Your tasks ::
A - In the passage on Korean food, what material are Korean chopsticks usually made of?
B - Could you carry on the passage on Korean food from the point where it stops?
START Given passage
As promised, today's edition of Ethnic Eating 101 concentrates on the two temperature extremes in Korean food: soon tofu, which is served literally boiling hot, and naengmyeon, which is served literally ice cold. No matter what the weather, there is a Korean dish perfect for it.
Before we start, a word about Korean tableware. Koreans use spoons at every meal and they are the only Asian culture which consistently uses metal chopsticks (usually stainless steel). If you're new to the art of chopstickery, you are going to be one frustrated diner after trying to pick up food with heavy metal chopsticks. They usually have raised bumps or grooves near the tips to assist with traction, but that's no guarantee of success.
END Given passage
START Record list
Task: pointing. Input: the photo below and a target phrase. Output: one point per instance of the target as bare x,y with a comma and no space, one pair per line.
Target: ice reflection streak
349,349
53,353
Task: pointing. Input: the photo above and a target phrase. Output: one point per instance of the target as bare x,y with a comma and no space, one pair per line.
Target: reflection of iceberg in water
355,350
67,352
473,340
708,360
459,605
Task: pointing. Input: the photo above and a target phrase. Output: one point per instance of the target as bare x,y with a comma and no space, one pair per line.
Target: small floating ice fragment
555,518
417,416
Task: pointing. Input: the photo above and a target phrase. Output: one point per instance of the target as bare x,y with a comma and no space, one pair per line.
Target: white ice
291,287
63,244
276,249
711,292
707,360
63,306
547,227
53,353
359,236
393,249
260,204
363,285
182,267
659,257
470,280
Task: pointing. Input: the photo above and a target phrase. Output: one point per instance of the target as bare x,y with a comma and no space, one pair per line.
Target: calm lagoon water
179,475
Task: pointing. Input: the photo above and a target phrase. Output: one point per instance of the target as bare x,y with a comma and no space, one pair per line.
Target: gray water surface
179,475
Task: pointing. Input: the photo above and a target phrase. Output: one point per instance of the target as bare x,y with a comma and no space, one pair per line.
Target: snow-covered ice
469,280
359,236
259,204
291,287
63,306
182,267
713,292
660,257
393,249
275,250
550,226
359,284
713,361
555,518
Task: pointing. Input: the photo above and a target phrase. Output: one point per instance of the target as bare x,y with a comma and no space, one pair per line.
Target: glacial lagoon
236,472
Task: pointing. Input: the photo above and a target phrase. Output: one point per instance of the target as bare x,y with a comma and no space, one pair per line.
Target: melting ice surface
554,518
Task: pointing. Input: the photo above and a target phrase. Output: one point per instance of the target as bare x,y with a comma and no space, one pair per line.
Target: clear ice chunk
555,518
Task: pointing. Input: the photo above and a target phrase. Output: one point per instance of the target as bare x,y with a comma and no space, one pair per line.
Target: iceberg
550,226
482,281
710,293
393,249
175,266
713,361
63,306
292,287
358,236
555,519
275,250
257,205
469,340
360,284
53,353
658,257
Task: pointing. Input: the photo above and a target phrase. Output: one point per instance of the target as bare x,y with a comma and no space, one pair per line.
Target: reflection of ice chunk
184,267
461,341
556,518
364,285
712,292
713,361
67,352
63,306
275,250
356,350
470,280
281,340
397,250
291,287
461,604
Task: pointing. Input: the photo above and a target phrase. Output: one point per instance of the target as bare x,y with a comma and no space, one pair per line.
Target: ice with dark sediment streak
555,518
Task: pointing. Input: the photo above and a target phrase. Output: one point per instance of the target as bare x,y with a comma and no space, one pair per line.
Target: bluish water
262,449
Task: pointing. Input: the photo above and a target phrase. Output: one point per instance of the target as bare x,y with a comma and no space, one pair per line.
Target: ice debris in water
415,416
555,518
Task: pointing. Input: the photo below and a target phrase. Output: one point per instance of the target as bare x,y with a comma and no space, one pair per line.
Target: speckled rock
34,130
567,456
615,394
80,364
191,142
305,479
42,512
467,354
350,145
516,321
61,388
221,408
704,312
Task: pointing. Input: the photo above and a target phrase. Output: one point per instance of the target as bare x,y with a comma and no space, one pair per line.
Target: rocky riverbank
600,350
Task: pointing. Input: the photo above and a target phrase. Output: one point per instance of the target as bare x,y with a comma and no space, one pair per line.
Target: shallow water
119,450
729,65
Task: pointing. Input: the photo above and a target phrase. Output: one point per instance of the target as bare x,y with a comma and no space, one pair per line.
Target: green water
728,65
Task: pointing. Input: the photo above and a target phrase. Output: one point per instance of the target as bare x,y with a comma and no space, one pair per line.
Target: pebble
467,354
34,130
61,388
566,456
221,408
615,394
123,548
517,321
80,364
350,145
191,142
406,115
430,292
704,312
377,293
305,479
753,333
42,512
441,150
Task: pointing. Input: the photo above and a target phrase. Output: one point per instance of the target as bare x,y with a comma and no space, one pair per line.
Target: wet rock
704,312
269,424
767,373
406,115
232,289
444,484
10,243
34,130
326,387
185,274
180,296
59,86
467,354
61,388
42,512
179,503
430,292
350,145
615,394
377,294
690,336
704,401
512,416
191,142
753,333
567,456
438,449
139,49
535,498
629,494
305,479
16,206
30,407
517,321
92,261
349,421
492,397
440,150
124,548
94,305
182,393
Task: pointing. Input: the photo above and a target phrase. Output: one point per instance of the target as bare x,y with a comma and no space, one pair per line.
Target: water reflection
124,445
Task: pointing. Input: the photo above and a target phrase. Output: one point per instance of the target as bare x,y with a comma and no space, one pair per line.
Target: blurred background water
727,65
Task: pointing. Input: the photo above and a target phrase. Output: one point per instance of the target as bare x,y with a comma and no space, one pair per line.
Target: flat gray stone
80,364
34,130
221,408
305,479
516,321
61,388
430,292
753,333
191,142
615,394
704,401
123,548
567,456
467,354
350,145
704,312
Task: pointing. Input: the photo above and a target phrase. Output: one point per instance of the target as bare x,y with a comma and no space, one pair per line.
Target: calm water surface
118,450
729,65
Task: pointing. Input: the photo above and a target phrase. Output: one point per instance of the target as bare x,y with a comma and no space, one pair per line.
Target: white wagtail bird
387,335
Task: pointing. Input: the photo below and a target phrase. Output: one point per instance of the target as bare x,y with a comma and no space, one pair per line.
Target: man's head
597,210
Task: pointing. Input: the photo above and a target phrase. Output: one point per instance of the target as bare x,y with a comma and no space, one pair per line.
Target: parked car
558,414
END Record list
The answers ::
A - Usually stainless steel.

B -
Fortunately, Koreans don't use chopsticks for quite as many tasks
as other Asians; rice, for example, is normally eaten with a spoon (or
dumped into a pot of stew and then eaten with the spoon–this is not
the etiquette horror it might be elsewhere), so the chopsticks are
really only used for non-soupy, non-rice foods, which tend to be easier
to eat with slippery metal. As long as you can eat it neatly with a
spoon, you are OK manners-wise.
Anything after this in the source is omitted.